→ **Written task**:
Carry on the account of starting the annual essay series, picking up right after its final sentence.

→ **Document segment**:
— Begin —
By the time we met again in July, I had been been able to produce a sample table of contents with copies of 1985 essays that seemed to me precisely the sort the collection I had in mind would include. (I still have a list in note form that I consulted in writing this account and I’m surprised to see now how many of these model essays made it into the first book). Cork and Katrina liked the samples and were satisfied that enough essays were published by a sufficient number of periodicals to warrant a book. But there was a wrinkle I hadn’t expected. I knew all along that Ticknor & Fields was an imprint of Houghton Mifflin but it never occurred to me that Houghton also published The Best American Short Stories. I had been thinking only of O’Henry. Cork thought the essay series would work best if published in tandem with the stories. The stories, of course, were selected each year by a distinguished writer of fiction who served as guest editor. I hadn’t thought of working with a guest editor; I assumed once a series got started I would make the final selections.

Before we went ahead, I needed to assure myself that I was comfortable modeling the essay series after the stories, and working with a guest editor. I batted the idea around with Helene, who knew the publishing world much better than I did and who assured me that aligning a new annual series with an established series could only help my risky project and that working with a distinguished guest editor each year would be immensely enjoyable and keep the perspective of each volume fresh. I saw her point; and I also realized that I had few options since only one publisher so far had shown any interest in the series.

And there was one more hurdle. Wasn’t there a better word than essays? I could tell the E-word had from the beginning made Cork nervous. Yet this word, to me, was what the entire project was all about. It had to be Essays, I stiffly maintained, while voicing some alternatives: The Best American Articles, The Best American Nonfiction, The Best American Pieces, The Best American Thumb-Sucking! The whole point of the series, I argued, was to show that the essay as a literary form was alive and well. The purpose of the series would be to showcase and celebrate the genre. Ultimately, they agreed: Essays it would be. Because of the anxiety I sensed about the book’s chances of success, I also asked for a two-year publishing commitment so the series wouldn’t be abandoned as a result of disappointing first-year sales. They agreed to that also.
— End —
→ **Data**:
— Begin —
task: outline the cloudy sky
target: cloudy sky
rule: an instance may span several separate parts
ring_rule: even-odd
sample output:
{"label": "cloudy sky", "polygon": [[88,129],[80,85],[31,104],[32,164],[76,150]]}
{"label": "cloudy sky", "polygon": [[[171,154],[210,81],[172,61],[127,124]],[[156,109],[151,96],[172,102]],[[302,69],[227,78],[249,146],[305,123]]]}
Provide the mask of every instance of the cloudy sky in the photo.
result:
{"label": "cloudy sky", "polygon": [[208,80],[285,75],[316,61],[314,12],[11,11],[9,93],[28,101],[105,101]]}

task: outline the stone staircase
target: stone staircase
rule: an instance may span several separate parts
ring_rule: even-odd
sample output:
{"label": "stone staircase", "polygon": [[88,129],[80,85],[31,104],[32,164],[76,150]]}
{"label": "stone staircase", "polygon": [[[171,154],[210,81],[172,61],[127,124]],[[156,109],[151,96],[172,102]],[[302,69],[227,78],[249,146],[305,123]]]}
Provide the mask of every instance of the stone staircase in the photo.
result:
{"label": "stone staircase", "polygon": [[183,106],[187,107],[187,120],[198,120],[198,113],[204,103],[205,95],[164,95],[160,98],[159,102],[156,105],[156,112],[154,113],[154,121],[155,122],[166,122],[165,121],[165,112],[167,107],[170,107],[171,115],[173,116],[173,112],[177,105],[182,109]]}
— End —
→ **Answer to this task**:
Yet were essays truly very much alive? Was the anxiety of my editors reasonable? I was operating on a gut instinct but had no sales figures, bookstore feedback, or any solid information to allow me to be sure. Then in November I saw an essay by Phillip Lopate (who I didn’t know) that appeared on the front page of the New York Times Book Review titled “The Essay Lives—in Disguise” (November 18, 1984). Lopate’s essay began by acknowledging that when it comes to essays nobody “much cares.” “Commercially,” he adds, “essay volumes rank even lower than poetry.” His own collection of personal essays, Bachelorhood, well received critically, had been “less welcomed by booksellers, who had trouble figuring what niche or category to put it in.” These were discouraging words to someone about to introduce an annual series of books dedicated to essays. I hoped my editors weren’t reading the Times book review at the same time I was and saying to themselves, “Oh, no!” But, despite his accurate remarks about the current status of the essay in the literary marketplace, his essay—with its lovely tribute to Montaigne and succinct coverage of the genre’s history—was for me a bracing reinforcement of what I wanted to do. Exactly, I thought, when I finished his essay: the time is ripe.

Now what remained was to select a guest editor for the inaugural volume, which was scheduled for the early fall of 1986. A manuscript would need to be submitted in April, May at the latest. There wasn’t much time. We all thought the first guest editor should be a prominent figure in the literary world, someone whose name would unequivocally signal the literary nature of the series. We also hoped to enlist someone who had popular appeal. By November, Katrina had been politely turned down by Russell Baker, John Updike, and Calvin Trillin. Next on the list was Gore Vidal, who had published a monumental essay collection a few years earlier. Vidal, who resided in Rome, couldn’t take it on but suggested Elizabeth Hardwick, who also happened to be on our short list. She accepted and my notes indicate that we first spoke about the project by phone on December 14. A manuscript would need to be turned in within four to five months.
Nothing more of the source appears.